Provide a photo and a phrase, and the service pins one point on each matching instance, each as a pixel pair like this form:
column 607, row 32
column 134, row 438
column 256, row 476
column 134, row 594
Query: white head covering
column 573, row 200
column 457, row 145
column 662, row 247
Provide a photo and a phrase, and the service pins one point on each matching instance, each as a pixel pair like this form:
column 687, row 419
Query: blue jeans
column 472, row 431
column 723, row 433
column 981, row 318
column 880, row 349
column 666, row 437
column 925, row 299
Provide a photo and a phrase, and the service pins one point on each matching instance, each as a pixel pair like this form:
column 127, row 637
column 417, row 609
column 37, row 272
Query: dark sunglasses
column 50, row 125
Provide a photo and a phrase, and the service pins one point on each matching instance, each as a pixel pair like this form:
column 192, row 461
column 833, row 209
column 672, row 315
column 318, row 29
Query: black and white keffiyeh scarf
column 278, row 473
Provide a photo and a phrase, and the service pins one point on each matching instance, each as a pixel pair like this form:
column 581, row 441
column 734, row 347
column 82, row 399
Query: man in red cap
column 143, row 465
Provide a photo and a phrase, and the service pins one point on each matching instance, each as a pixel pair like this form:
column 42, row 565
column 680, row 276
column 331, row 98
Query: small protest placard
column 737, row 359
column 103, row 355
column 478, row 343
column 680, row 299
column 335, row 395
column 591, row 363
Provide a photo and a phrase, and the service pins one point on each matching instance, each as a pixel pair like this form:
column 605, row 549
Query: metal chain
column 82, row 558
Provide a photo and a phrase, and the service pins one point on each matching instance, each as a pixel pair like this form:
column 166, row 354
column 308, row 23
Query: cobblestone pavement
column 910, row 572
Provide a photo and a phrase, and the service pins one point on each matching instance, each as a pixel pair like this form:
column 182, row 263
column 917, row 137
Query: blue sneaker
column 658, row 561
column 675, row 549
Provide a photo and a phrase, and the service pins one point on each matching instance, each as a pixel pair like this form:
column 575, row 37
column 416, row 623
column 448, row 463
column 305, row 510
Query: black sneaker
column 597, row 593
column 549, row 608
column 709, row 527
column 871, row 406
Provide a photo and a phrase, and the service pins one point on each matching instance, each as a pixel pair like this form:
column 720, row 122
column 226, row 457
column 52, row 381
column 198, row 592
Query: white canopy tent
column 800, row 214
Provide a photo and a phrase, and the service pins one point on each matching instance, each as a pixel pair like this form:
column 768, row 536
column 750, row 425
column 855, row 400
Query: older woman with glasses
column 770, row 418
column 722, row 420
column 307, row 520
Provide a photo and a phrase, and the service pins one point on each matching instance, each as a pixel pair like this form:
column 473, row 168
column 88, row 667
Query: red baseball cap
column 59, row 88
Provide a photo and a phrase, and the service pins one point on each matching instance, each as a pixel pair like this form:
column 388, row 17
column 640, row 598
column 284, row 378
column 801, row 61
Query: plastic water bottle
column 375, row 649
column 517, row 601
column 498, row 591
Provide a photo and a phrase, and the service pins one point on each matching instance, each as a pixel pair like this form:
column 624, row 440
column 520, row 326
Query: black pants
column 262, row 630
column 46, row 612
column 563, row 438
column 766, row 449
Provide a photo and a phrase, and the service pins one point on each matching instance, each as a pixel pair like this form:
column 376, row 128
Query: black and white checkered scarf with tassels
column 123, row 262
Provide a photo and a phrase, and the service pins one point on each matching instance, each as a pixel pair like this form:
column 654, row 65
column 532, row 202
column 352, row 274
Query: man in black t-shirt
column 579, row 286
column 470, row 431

◆ Work task ◆
The whole listing above is to be copied exactly.

◆ Solution to this task ◆
Provide a photo and a phrase, and the service pins one point on each matching instance, each as a pixel pair like this form:
column 607, row 32
column 134, row 438
column 256, row 476
column 134, row 594
Query: white head covering
column 573, row 200
column 457, row 145
column 662, row 247
Provide a photo and a phrase, and the service pins one point on each matching instance, each as a pixel pair like this form:
column 687, row 419
Query: blue jeans
column 472, row 431
column 723, row 433
column 981, row 318
column 880, row 349
column 666, row 437
column 925, row 299
Provide a photo and a phrase, and the service pins one point on each matching instance, each as a pixel pair like this form:
column 127, row 637
column 417, row 609
column 37, row 272
Query: dark sunglasses
column 50, row 125
Provide a photo and a phrase, and the service pins one point on each matching instance, each as a pixel pair like this form:
column 192, row 461
column 833, row 209
column 672, row 315
column 318, row 29
Query: black and white keffiyeh scarf
column 278, row 473
Provide a photo and a phrase, and the service pins one point on each matching instance, each as a pixel pair like this form:
column 581, row 441
column 734, row 347
column 82, row 399
Query: man in red cap
column 143, row 465
Provide a photo and a phrase, and the service pins one point on each matching instance, each as a pixel pair like this form:
column 42, row 565
column 680, row 276
column 331, row 98
Query: small protest placard
column 737, row 359
column 103, row 355
column 478, row 343
column 680, row 299
column 335, row 395
column 591, row 363
Provide a photo and a phrase, and the service pins one point on each matching instance, each as a pixel pair like this form:
column 605, row 549
Query: metal chain
column 82, row 558
Provide a photo and a phrase, and the service pins one point on each matching instance, each as a pixel pair like this form:
column 166, row 354
column 308, row 23
Query: cobblestone pavement
column 910, row 572
Provide a photo and a phrase, and the service pins one point on each matching instance, each as a pixel pair like this form:
column 182, row 263
column 917, row 137
Query: blue sneaker
column 658, row 561
column 675, row 549
Provide a photo and a phrase, and the service pins one point on each matching instance, each as a pixel pair like this form:
column 575, row 37
column 416, row 623
column 448, row 463
column 305, row 510
Query: black sneaker
column 597, row 593
column 549, row 608
column 709, row 527
column 871, row 406
Provide a photo and a phrase, and the service pins one point on each matching instance, each as a pixel pair like this form:
column 720, row 122
column 226, row 457
column 52, row 381
column 198, row 592
Query: white canopy tent
column 800, row 214
Provide a photo and a phrase, and the service pins one point on each matching instance, each as a pixel pair like this form:
column 768, row 536
column 750, row 425
column 855, row 400
Query: older woman with glasses
column 770, row 418
column 722, row 420
column 307, row 520
Provide a photo and a phrase, and the service pins one point on each matching instance, each as a pixel pair like this form:
column 473, row 168
column 88, row 667
Query: red baseball cap
column 59, row 88
Provide a photo and a phrase, and the service pins one point on each matching instance, each as a pixel pair like this form:
column 388, row 17
column 640, row 598
column 284, row 378
column 801, row 61
Query: plastic water bottle
column 375, row 649
column 517, row 601
column 498, row 591
Provide a photo and a phrase, and the service pins one point on each matching instance, each as a pixel pair like this form:
column 624, row 440
column 520, row 326
Query: black pants
column 262, row 630
column 46, row 612
column 563, row 438
column 766, row 449
Provide a photo and a phrase, and the service pins one point on each matching instance, each as a pixel pair like this form:
column 376, row 128
Query: black and white checkered scarf with tassels
column 123, row 262
Provide a photo and a phrase, and the service pins one point on each matching instance, each as a pixel pair like this form:
column 654, row 65
column 532, row 202
column 352, row 274
Query: man in black t-shirt
column 579, row 286
column 470, row 431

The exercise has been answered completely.